TASK INPUTS: Begin
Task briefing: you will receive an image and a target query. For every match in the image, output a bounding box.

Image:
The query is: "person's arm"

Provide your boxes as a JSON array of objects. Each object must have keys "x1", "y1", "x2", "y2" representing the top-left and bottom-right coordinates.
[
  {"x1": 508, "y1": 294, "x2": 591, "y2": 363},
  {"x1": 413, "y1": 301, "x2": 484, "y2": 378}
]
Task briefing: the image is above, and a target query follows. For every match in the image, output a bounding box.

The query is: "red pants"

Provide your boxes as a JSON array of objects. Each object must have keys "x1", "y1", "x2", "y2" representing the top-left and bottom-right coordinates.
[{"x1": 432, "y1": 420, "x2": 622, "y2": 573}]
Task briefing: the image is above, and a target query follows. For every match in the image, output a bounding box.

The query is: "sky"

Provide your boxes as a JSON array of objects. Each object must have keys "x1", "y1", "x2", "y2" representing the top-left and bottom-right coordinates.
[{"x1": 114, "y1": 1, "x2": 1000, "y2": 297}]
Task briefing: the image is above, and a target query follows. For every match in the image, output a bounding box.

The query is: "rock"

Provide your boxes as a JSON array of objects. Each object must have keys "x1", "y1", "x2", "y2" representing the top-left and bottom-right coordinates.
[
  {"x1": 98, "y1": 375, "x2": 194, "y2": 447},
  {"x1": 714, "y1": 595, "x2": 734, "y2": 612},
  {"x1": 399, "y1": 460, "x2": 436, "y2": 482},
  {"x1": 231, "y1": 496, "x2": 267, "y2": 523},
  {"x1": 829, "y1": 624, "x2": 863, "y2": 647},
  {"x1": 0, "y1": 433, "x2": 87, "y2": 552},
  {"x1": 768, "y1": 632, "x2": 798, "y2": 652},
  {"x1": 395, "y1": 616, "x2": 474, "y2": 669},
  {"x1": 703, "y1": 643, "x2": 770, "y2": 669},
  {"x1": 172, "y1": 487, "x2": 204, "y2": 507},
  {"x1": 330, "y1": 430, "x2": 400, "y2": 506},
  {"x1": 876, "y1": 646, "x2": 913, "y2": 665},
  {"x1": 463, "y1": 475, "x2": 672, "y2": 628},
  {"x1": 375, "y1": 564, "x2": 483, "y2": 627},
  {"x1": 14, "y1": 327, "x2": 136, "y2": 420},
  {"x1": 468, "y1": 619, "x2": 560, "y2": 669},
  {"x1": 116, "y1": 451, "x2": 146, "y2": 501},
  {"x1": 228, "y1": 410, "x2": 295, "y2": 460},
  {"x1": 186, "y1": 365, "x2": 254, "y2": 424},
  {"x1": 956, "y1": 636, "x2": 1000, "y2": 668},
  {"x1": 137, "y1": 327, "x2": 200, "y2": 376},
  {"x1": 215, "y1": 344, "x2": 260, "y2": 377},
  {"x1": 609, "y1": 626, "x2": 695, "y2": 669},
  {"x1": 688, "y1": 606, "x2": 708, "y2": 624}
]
TASK INPUTS: End
→ PROBLEM: Could you reproduce every record exactly as written?

→ ANSWER BOX:
Task briefing: you will receive an image and a target query. For every match in the image, output a bounding box.

Image:
The query is: "person's arm"

Provide your boxes as a JSON array of objects. Each object must have keys "x1", "y1", "x2", "y2" representing the top-left and bottom-right coordinates.
[
  {"x1": 508, "y1": 294, "x2": 591, "y2": 363},
  {"x1": 413, "y1": 301, "x2": 484, "y2": 378}
]
Task briefing: the image is above, and a target query follows. For every match in the image, output a bounding box.

The query is: "red pants"

Provide your boxes as a JSON array of objects. Each object must have keys "x1", "y1", "x2", "y2" representing the top-left and bottom-right coordinates.
[{"x1": 432, "y1": 420, "x2": 622, "y2": 573}]
Task briefing: the image is above, and a target query follows. For every match in the image, output a bounding box.

The query is: "sky"

Provide your boxes as a JSON array of objects. Each object must have keys "x1", "y1", "x2", "y2" representing the top-left and bottom-right coordinates.
[{"x1": 114, "y1": 1, "x2": 1000, "y2": 297}]
Task briefing: the image is above, and a target query follows. For every match in the image, output a bounding box.

The query is: "rock"

Provide your boxes as a JSON array of objects. Each object must have keys "x1", "y1", "x2", "y2" representing the top-left and bottom-right coordinates.
[
  {"x1": 98, "y1": 375, "x2": 194, "y2": 447},
  {"x1": 714, "y1": 595, "x2": 734, "y2": 612},
  {"x1": 399, "y1": 460, "x2": 436, "y2": 482},
  {"x1": 231, "y1": 496, "x2": 267, "y2": 523},
  {"x1": 829, "y1": 624, "x2": 863, "y2": 647},
  {"x1": 0, "y1": 433, "x2": 87, "y2": 552},
  {"x1": 768, "y1": 632, "x2": 798, "y2": 652},
  {"x1": 395, "y1": 616, "x2": 474, "y2": 669},
  {"x1": 703, "y1": 643, "x2": 770, "y2": 669},
  {"x1": 172, "y1": 487, "x2": 204, "y2": 507},
  {"x1": 330, "y1": 430, "x2": 400, "y2": 506},
  {"x1": 876, "y1": 646, "x2": 913, "y2": 665},
  {"x1": 463, "y1": 475, "x2": 672, "y2": 628},
  {"x1": 375, "y1": 564, "x2": 483, "y2": 627},
  {"x1": 14, "y1": 327, "x2": 136, "y2": 420},
  {"x1": 468, "y1": 619, "x2": 560, "y2": 669},
  {"x1": 116, "y1": 451, "x2": 146, "y2": 501},
  {"x1": 228, "y1": 410, "x2": 295, "y2": 460},
  {"x1": 186, "y1": 365, "x2": 254, "y2": 424},
  {"x1": 956, "y1": 636, "x2": 1000, "y2": 668},
  {"x1": 137, "y1": 327, "x2": 200, "y2": 376},
  {"x1": 215, "y1": 344, "x2": 260, "y2": 377},
  {"x1": 609, "y1": 626, "x2": 695, "y2": 669},
  {"x1": 688, "y1": 606, "x2": 708, "y2": 624}
]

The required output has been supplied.